------ EXCERPT TO READ

Vision, Mission, Values

15/03/2023 - 13/05/2023


Zilberman Selected is pleased to present the show Vision, Mission Values, curated by T. Melis Golar, at Piyalepaşa from March 15 to May 13, 2023. Bringing together works by Sena Başöz, Guy Ben-Ner, Burak Delier, Memed Erdener, Neriman Polat, and Pilvi Takala, the exhibition examines the effects of economic crises on corporate life, consumption habits, domestic economy, and stress management.
 
The notions of vision, mission, and value statement through which establishments declare their goals, purpose, ethical approach, short and long-term strategies on the way of institutionalization and the individuals who are having difficulties fulfilling their aims in the midst of any economic fall find an ironic common ground through this exhibition. These recent developments led employees, whether from the service or the manufacturing sectors that produce immense economic value, to question their working conditions and thus their private lives that were inevitably affected. In relation to the economic crisis and subsequent changes over time, corporate firms back down from their declared mission, vision, and values along with their financial plans, and likewise, the people who feel far from realizing themselves and thus begin to go through an existential crisis when considered on an individual level. Along with the desperation felt personally following economical struggles, problems such as unequal conditions, intense stress levels, and mobbing have become more apparent under these circumstances. Vision, Mission, Values narrates this system’s actors’ twisted understanding of values and perceptions over their consumption habits, work dogma*, domestic economy, and stress management.

------------

TO DO
• A. Answer these questions using the exhibition text:
(i) Who curated the show?
(ii) Where is the show presented?
(iii) Which problems does the text say have become more apparent under these circumstances?
• B. Reproduce the part of the exhibition text that opens with the words "Zilberman Selected is" and closes with "habits, domestic economy, and stress management.".
• C. Take the exhibition text further, starting right after its last sentence.
The rows after this text come from a different source.

------ ENTRIES SUPPLIED

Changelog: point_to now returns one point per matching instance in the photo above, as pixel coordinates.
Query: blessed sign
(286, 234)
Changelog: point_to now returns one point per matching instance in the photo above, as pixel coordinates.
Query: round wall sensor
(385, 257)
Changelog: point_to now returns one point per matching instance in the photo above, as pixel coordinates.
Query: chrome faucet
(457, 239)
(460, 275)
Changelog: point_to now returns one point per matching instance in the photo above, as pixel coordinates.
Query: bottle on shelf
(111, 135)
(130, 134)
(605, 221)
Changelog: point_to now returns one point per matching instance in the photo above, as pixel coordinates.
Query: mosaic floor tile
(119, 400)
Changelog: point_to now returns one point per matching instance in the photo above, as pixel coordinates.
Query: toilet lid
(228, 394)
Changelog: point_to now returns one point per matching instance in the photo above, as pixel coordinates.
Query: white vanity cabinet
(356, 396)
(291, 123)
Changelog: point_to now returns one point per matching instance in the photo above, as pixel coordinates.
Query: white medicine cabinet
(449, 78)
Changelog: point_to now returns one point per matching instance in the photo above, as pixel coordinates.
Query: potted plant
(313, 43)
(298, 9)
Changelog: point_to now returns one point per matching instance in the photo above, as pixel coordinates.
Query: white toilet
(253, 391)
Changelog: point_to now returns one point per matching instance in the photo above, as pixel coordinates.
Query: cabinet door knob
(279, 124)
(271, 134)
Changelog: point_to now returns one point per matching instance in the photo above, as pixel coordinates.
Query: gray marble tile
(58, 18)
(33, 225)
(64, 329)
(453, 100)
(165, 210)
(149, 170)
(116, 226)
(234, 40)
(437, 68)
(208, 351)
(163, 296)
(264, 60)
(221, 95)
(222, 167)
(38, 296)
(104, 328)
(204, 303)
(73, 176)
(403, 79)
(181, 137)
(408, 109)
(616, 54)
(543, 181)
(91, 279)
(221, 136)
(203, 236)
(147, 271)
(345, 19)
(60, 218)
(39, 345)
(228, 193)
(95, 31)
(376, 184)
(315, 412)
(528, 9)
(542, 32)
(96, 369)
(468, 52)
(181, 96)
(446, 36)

------------

EXERCISE ANSWERS
• A.
(i) T. Melis Golar
(ii) Piyalepaşa
(iii) Unequal conditions, intense stress levels, and mobbing

• B.
Zilberman Selected is pleased to present the show Vision, Mission Values, curated by T. Melis Golar, at Piyalepaşa from March 15 to May 13, 2023. Bringing together works by Sena Başöz, Guy Ben-Ner, Burak Delier, Memed Erdener, Neriman Polat, and Pilvi Takala, the exhibition examines the effects of economic crises on corporate life, consumption habits, domestic economy, and stress management.

• C.
In A Fall of the Net Bag and Two Handkerchiefs, Neriman Polat uses objects that have close relations to the economy and leaves their marks on a surface where the object itself is absent but its absence apparent, thus enabling the visitor to think over its emptiness and assessing the situation through the work. Memed Erdener participates with works that vary in medium. Through A Soundless Sentence, he attempts to make a linguistic experimentation that belongs not to culture but to nature, expressing his criticism of the current situation through this sentence. The sculptures titled What Matters Is To Eat, When You’re Full and Nothing Was Your Own Except The Few Cubic Centimetres Inside Your Skull criticize unequal income distribution, the futility of the idea of property, and loss of money as it changes hands. In Thief Letters, each letter gives over a part from the previous, thereby allowing the visitor to question these words’ meaning both on material and immaterial scales such as the state, the institution, and the individual. Sena Başöz deals with the doctrines which satisfy the desires estranged by the continuous hunger for consumption and poor living conditions with the pledge of heaven's meta-abundance after death through the piece titled Heaven on Earth. On the other hand, Feet reminds the viewer of the surreal survival mode of human beings and its resilient act of reducing one’s own being to a lightness that floats on water in order to keep up with the hardship of life.
 
In The Stroker video, in an attempt to heal emotionally, improve communication, and increase productivity in the workplace, Pilvi Takala disguises herself as a worker offering touch service, laying bare the sociological and psychological sphere between people sharing a co-working space. In his series of posters WORK, LAW, YOU, ME: Two Short Routines on Work, Law and Self, Burak Delier uses sports metaphors, which are widely used in the representation of business life, as his starting point. Within the order in which work and self-discipline are imposed as the basis of success and morality, he does some indoctrination exercises in order to keep the motivation and psychology of individuals at standard level. The work points out the inadequacy of our way of facilitating work under the conditions imposed by capitalism in which our career plans, work life, and escape plans are affected. Finally, Guy Ben-Ner  proves the capacity of humans to convert economic constraints into creative advantages with his video Drop the Monkey in which he intertwines his art and his life.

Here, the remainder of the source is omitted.